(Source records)
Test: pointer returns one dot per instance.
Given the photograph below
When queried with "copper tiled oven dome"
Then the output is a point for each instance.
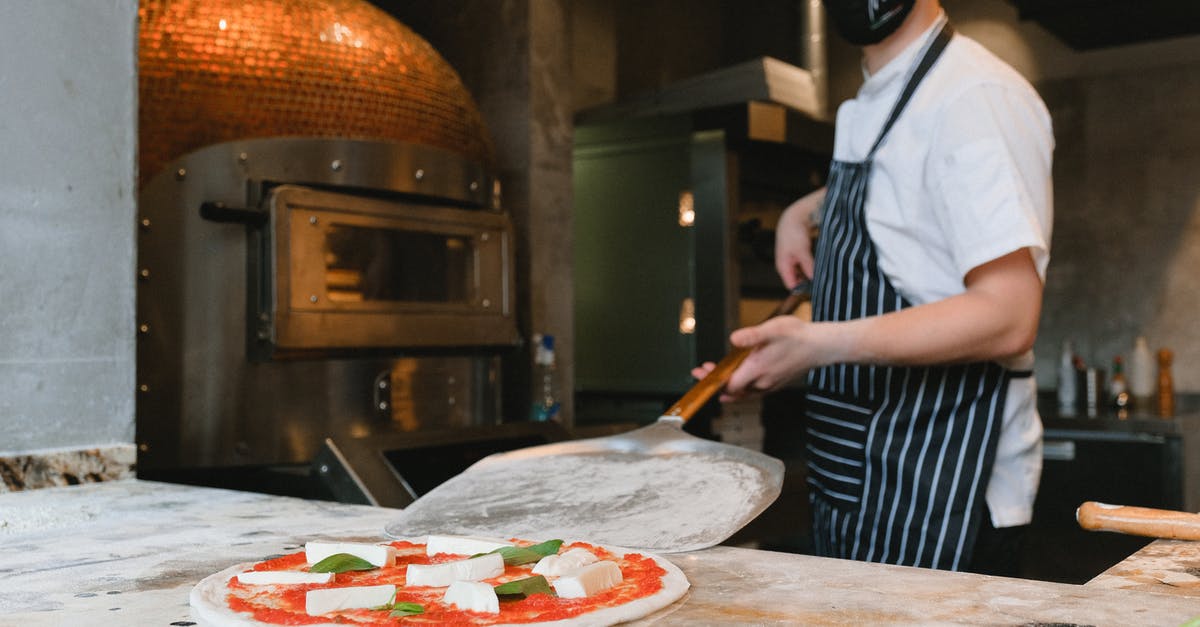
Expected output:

EXERCISE REQUIREMENTS:
Please replace "photograph" with "image" throughout the records above and write them out again with nothing else changed. Omit the pictures from your output.

SOLUTION BELOW:
Test: pointer returns one dot per instance.
Given the image below
When queried with "copper tiled oven dome"
Then the output is a point for each instance.
Expected output:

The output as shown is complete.